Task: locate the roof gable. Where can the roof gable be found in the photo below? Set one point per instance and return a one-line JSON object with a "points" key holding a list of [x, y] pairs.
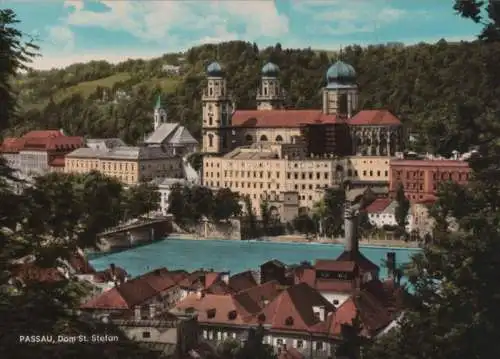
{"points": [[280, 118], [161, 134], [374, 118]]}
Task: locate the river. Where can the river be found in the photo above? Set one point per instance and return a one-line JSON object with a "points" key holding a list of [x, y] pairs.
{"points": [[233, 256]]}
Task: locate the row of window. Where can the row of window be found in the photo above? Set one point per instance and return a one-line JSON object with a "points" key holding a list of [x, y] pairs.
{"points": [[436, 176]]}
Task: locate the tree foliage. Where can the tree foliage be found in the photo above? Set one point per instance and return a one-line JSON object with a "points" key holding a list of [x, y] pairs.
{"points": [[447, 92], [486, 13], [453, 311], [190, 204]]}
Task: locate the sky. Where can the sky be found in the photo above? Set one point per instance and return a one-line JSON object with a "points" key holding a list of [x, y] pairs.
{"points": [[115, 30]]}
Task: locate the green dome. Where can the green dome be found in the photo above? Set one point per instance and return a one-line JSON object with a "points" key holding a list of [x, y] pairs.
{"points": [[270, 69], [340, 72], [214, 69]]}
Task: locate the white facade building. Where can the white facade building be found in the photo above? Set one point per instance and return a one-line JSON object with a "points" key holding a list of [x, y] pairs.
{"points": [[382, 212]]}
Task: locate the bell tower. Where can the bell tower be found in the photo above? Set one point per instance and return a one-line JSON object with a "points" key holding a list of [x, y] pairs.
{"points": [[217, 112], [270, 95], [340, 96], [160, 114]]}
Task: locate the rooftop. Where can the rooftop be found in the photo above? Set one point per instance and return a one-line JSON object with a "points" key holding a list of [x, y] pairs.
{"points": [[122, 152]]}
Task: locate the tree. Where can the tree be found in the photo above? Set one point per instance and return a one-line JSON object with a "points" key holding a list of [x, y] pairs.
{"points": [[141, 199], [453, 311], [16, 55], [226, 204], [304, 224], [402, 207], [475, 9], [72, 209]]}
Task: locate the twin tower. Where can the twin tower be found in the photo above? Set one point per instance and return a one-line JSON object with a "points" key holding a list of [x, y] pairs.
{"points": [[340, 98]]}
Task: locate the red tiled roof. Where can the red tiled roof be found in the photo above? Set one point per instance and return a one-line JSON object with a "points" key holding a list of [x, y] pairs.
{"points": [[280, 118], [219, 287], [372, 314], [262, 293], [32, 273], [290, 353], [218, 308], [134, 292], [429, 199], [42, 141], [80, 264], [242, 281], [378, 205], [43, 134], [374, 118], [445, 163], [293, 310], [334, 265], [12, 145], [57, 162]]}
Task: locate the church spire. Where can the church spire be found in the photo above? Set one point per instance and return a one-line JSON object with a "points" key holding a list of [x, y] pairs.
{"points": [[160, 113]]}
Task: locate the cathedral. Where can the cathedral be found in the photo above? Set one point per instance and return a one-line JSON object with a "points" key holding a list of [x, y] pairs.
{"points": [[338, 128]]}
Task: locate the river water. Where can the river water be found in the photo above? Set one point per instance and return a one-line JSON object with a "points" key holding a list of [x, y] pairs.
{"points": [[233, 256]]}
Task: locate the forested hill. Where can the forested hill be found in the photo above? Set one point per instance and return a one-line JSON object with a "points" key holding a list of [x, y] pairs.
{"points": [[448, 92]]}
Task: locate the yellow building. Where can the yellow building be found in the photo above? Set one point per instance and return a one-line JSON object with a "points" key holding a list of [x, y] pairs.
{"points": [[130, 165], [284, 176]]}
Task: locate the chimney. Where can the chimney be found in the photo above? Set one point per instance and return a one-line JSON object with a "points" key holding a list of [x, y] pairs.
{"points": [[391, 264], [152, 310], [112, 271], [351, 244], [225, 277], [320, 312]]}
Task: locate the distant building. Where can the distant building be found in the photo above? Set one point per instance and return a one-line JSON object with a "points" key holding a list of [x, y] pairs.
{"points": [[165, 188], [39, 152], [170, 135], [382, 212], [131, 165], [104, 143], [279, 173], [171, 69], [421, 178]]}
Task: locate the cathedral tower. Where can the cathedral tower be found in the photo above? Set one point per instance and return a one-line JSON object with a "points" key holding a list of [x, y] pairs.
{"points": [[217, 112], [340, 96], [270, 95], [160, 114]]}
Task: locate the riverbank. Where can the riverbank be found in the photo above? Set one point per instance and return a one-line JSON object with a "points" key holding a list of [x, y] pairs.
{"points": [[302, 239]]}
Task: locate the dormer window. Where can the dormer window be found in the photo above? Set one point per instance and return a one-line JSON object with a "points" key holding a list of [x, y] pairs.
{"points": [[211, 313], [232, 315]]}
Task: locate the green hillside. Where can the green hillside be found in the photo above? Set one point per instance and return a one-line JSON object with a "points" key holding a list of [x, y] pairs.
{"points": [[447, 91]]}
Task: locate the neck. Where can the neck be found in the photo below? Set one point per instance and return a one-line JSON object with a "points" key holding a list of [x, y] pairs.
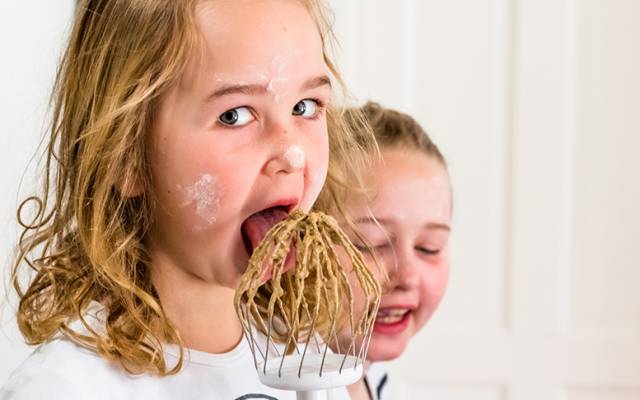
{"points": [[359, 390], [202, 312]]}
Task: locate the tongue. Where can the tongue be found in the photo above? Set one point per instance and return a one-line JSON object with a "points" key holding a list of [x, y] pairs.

EXERCISE REQUIREMENTS:
Everything from the line containing "Task: locate the neck." through the last line of the entries is to be output exactly as written, minus any pictures.

TASK ANSWER:
Task: locate the neck. Where can the neck be found in the photo below? Set one point per instance and return a one-line JSON object with a "points" key holding a list of [x, y] pairs.
{"points": [[359, 390], [202, 312]]}
Task: locate the tongue. Where can the tongue be found in the photo above? Set one point per instance and return a one-line JSON object with a "points" key holding a list of [x, y] pairs.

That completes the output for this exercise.